▶ YOUR GOAL:
Please copy out, character for character, the part of the listing that opens with the line containing "TARGET: woman in blue dress" and closes with the last line of the listing, both of those lines included.

====== RECORDS FOR THE EXERCISE ======

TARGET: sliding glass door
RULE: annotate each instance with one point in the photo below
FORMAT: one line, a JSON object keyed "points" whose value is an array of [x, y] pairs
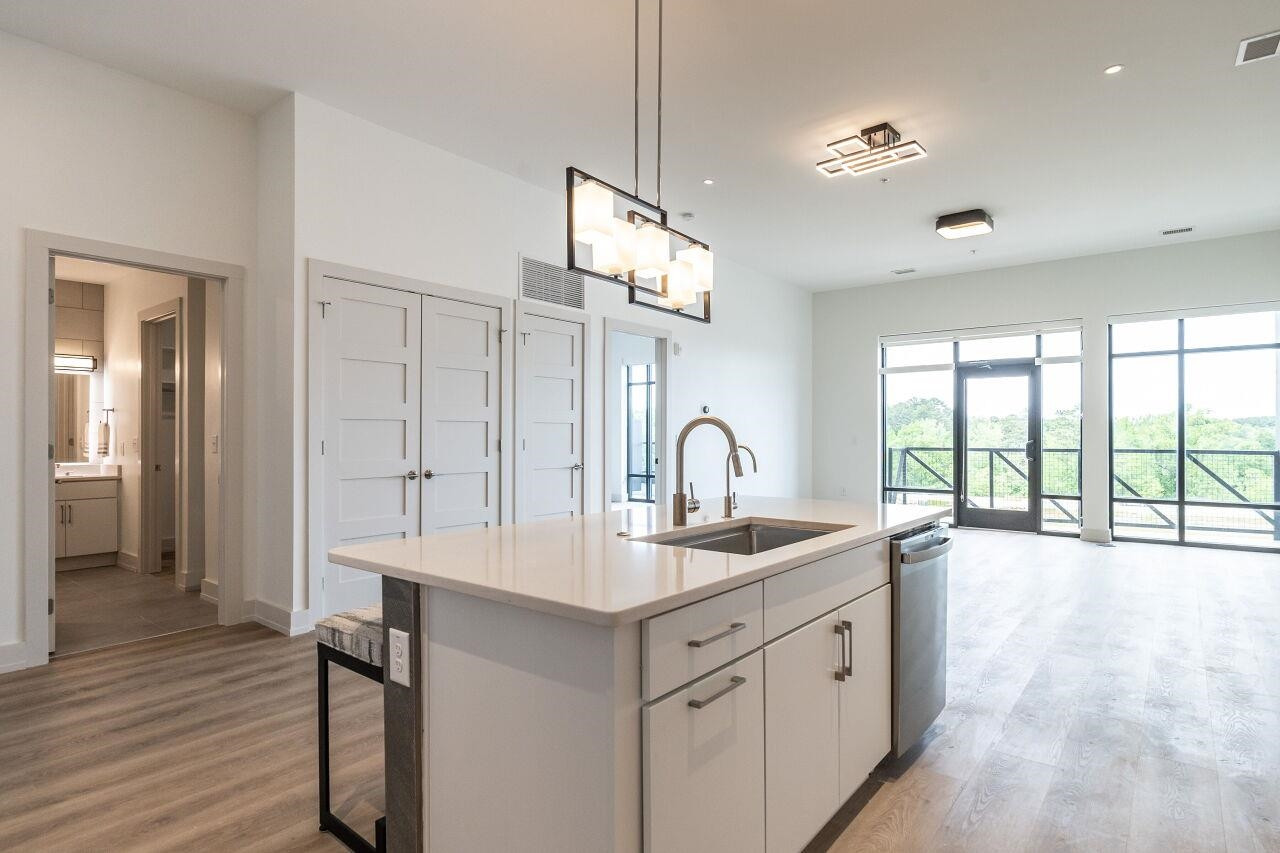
{"points": [[1194, 433]]}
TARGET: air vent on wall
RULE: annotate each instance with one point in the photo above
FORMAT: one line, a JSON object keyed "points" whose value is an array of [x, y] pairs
{"points": [[549, 283], [1258, 48]]}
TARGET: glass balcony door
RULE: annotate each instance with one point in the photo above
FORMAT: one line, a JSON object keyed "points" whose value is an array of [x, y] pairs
{"points": [[999, 446]]}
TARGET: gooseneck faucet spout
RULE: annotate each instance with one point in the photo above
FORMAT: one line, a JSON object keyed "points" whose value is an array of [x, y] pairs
{"points": [[680, 501]]}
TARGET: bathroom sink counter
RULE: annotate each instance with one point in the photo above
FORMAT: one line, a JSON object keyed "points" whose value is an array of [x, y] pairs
{"points": [[583, 569]]}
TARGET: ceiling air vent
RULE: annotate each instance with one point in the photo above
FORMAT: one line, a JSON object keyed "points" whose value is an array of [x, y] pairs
{"points": [[549, 283], [1258, 48]]}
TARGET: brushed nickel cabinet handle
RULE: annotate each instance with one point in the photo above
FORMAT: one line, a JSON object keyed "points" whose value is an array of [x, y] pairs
{"points": [[707, 641], [734, 683], [848, 628], [842, 670]]}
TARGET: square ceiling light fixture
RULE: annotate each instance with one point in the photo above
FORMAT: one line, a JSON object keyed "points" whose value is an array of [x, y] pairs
{"points": [[874, 149], [969, 223]]}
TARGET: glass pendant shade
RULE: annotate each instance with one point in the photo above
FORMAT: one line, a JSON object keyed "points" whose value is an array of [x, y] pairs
{"points": [[593, 213], [680, 283], [617, 255], [653, 251], [703, 263]]}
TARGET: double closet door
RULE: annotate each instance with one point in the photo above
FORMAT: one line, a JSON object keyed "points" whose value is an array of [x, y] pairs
{"points": [[411, 419]]}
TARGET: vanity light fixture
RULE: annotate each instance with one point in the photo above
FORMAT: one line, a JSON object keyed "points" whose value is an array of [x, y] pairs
{"points": [[618, 237], [876, 147], [74, 364], [969, 223]]}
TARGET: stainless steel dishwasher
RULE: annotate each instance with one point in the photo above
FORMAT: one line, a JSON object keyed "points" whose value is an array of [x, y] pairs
{"points": [[919, 574]]}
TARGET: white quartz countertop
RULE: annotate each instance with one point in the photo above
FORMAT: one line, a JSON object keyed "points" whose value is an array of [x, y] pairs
{"points": [[583, 569]]}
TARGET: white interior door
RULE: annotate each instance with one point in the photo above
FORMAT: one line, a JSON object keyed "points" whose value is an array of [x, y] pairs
{"points": [[461, 415], [551, 370], [373, 361]]}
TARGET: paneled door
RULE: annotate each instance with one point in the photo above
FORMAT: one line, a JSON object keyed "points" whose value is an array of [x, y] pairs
{"points": [[371, 414], [461, 415], [551, 370]]}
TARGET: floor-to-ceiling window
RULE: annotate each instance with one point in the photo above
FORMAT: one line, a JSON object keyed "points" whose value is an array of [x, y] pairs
{"points": [[1194, 433], [641, 430], [987, 423]]}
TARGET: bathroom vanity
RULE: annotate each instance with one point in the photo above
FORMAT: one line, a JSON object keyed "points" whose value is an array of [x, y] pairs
{"points": [[617, 683]]}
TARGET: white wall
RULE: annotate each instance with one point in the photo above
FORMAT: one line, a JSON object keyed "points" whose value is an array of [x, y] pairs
{"points": [[370, 197], [848, 323], [95, 153]]}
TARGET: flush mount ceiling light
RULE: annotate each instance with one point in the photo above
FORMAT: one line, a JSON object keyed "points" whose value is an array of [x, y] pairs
{"points": [[876, 147], [618, 237], [74, 364], [969, 223]]}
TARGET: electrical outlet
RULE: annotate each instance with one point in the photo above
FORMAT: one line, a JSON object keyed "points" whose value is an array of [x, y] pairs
{"points": [[398, 658]]}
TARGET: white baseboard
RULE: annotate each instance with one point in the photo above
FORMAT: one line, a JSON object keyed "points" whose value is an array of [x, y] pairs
{"points": [[1096, 534], [13, 656], [278, 619]]}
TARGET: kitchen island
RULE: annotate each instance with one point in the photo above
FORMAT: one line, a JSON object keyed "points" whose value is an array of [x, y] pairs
{"points": [[583, 684]]}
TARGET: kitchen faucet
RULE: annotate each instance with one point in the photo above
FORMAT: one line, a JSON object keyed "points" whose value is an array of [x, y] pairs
{"points": [[680, 501], [731, 497]]}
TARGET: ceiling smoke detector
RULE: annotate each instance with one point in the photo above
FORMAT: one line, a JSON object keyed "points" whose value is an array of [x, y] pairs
{"points": [[969, 223], [1258, 48]]}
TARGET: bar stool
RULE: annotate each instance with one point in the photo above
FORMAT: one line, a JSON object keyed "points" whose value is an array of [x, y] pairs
{"points": [[352, 639]]}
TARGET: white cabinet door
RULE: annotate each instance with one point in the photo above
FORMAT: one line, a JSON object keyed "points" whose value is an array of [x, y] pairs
{"points": [[801, 734], [60, 527], [461, 415], [704, 766], [865, 696], [551, 369], [371, 404], [91, 527]]}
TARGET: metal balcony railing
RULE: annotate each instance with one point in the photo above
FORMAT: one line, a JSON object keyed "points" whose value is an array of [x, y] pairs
{"points": [[1242, 486]]}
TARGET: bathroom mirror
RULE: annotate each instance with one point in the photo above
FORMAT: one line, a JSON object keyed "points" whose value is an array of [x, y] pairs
{"points": [[71, 432]]}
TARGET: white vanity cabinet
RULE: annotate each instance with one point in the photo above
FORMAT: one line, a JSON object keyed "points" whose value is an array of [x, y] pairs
{"points": [[86, 518]]}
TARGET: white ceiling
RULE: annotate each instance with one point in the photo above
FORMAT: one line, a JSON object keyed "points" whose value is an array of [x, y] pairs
{"points": [[1008, 96]]}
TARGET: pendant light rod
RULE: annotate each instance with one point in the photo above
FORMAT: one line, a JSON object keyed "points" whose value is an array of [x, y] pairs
{"points": [[659, 101]]}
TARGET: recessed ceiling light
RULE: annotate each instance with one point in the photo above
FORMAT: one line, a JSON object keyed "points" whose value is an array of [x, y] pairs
{"points": [[969, 223]]}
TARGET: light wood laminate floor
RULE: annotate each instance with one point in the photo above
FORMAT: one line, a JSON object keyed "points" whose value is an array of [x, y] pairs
{"points": [[1101, 698]]}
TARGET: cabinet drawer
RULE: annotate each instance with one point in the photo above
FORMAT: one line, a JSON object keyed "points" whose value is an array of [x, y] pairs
{"points": [[807, 592], [73, 491], [704, 766], [682, 644]]}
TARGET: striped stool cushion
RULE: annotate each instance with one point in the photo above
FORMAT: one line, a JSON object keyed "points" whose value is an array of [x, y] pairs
{"points": [[355, 632]]}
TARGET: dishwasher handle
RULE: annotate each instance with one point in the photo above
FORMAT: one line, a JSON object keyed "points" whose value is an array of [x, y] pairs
{"points": [[928, 553]]}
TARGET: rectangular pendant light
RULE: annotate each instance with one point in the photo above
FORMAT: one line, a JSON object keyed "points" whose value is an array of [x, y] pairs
{"points": [[74, 364], [968, 223]]}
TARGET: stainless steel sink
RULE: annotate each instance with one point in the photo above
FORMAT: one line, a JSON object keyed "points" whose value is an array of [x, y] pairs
{"points": [[746, 538]]}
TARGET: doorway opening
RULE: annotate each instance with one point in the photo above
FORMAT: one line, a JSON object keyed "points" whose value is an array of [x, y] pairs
{"points": [[137, 360], [635, 396]]}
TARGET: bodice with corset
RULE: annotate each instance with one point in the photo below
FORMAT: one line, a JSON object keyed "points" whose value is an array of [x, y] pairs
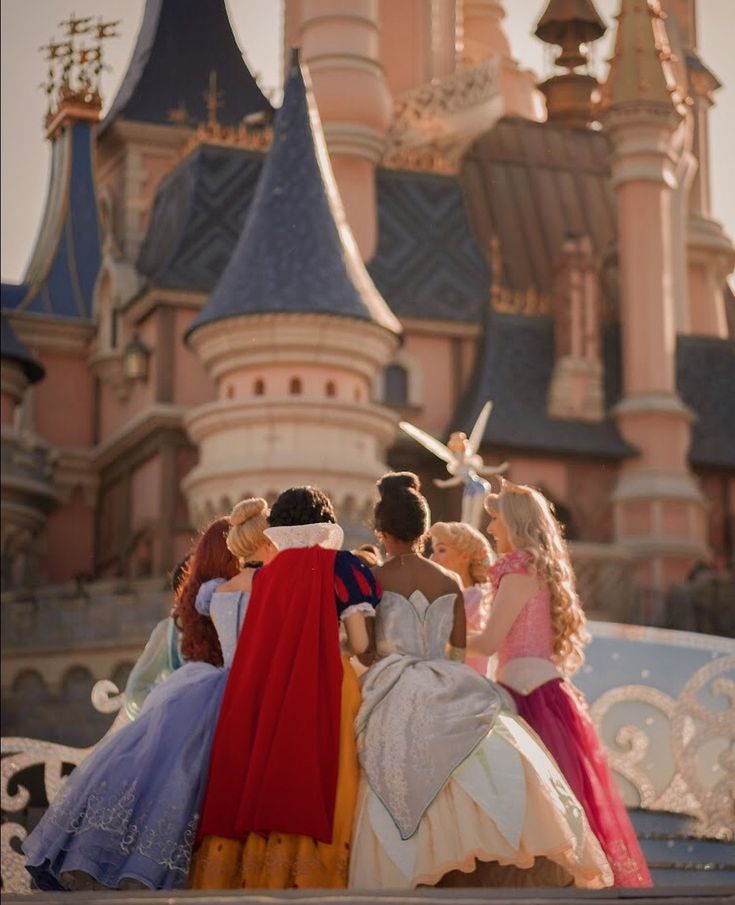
{"points": [[227, 612], [414, 626], [525, 658], [421, 714]]}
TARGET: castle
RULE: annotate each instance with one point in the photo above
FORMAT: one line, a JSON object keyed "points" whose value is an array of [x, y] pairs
{"points": [[225, 300]]}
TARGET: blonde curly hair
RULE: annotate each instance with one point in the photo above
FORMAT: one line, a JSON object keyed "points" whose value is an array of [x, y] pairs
{"points": [[247, 521], [466, 539], [532, 526]]}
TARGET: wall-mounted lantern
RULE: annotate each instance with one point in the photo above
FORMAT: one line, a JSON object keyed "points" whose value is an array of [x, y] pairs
{"points": [[136, 358]]}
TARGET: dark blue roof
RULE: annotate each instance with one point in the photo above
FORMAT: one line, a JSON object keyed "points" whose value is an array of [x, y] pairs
{"points": [[514, 367], [427, 263], [705, 378], [66, 260], [12, 347], [199, 212], [179, 43], [296, 253]]}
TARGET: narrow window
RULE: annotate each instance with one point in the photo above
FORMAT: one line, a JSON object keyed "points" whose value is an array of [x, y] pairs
{"points": [[396, 385]]}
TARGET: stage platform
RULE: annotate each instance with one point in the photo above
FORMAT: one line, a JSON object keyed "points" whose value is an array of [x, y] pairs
{"points": [[664, 895]]}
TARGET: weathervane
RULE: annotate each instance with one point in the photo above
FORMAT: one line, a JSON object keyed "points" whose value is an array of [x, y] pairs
{"points": [[213, 100], [463, 463], [75, 69]]}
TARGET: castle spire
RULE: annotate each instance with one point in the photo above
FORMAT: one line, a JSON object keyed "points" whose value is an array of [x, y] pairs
{"points": [[572, 25], [641, 64], [179, 44], [642, 114], [296, 252], [294, 336]]}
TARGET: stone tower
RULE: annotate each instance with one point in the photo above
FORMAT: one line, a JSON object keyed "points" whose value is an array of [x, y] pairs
{"points": [[293, 336], [659, 510]]}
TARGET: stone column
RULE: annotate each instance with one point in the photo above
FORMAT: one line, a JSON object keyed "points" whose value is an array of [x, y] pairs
{"points": [[659, 509], [710, 254], [340, 44]]}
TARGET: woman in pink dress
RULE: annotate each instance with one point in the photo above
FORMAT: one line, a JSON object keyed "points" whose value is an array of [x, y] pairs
{"points": [[463, 550], [537, 628]]}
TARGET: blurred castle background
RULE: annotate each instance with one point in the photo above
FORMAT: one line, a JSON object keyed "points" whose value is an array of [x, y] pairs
{"points": [[202, 319]]}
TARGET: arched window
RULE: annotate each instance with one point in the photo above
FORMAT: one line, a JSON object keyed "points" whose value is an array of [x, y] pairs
{"points": [[395, 385]]}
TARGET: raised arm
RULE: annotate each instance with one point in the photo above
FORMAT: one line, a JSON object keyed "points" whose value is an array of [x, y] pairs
{"points": [[449, 482], [512, 595]]}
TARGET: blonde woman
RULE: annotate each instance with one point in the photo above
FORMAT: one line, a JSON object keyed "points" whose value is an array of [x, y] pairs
{"points": [[126, 817], [537, 628], [463, 550]]}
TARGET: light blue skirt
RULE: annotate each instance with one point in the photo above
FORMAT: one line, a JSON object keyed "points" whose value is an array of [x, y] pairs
{"points": [[130, 809]]}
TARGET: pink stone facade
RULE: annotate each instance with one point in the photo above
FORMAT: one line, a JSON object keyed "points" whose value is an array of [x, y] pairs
{"points": [[128, 449]]}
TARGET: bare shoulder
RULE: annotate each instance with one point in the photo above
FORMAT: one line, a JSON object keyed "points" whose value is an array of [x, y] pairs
{"points": [[243, 581], [451, 578]]}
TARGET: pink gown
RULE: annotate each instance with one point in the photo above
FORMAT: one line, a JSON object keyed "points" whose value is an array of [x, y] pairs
{"points": [[476, 610], [559, 714]]}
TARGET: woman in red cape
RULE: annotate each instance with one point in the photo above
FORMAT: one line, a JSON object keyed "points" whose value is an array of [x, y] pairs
{"points": [[283, 773]]}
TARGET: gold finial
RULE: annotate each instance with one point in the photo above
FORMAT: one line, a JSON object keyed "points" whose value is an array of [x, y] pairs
{"points": [[76, 81], [213, 99], [76, 26]]}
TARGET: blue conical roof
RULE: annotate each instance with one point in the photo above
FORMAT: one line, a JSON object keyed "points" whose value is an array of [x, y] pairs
{"points": [[12, 347], [179, 44], [61, 276], [296, 253]]}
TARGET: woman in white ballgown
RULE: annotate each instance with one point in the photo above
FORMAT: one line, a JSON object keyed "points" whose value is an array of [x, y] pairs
{"points": [[455, 787]]}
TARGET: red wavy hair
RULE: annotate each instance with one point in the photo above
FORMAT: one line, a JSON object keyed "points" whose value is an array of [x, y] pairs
{"points": [[209, 559]]}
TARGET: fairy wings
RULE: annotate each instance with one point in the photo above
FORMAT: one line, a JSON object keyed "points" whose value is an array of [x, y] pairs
{"points": [[464, 459]]}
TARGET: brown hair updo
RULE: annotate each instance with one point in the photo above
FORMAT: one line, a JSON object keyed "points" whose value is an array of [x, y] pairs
{"points": [[402, 510]]}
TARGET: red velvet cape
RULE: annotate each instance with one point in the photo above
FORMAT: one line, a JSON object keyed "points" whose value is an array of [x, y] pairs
{"points": [[276, 746]]}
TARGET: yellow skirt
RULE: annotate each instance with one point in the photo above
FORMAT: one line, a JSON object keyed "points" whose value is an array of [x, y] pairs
{"points": [[281, 861]]}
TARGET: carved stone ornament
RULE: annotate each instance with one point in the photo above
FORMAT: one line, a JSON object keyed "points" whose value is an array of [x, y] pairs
{"points": [[433, 124]]}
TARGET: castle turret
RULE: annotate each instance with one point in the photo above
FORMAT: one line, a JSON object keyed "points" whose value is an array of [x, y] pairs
{"points": [[710, 254], [340, 44], [658, 505], [572, 26], [52, 315], [483, 38], [183, 48], [26, 486], [293, 336]]}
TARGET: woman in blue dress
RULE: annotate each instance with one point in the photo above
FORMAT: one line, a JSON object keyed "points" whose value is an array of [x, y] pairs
{"points": [[127, 816]]}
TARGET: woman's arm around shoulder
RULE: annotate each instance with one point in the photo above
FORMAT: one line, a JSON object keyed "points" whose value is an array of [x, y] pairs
{"points": [[357, 594]]}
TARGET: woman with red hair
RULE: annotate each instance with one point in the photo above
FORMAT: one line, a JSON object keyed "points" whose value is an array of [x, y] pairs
{"points": [[128, 814]]}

======

▶ ANSWER:
TARGET: woman in blue dress
RULE: annotate each instance with one point in the photo above
FORMAT: one line, a JSON object keyed "points" whose value is an array of [x, y] pairs
{"points": [[127, 816]]}
TARGET: woman's arm around shoulder
RULE: annotate each instance with one point in the photo above
FORMAT: one line, a JSON object keyed "points" whose value is an array of [x, y] pairs
{"points": [[357, 594]]}
TARGET: woman with red hair
RULE: annotate each instance with one point in the photo above
FORMAT: one line, a JSON object keyed "points" whose value is an array of [x, y] pairs
{"points": [[128, 814]]}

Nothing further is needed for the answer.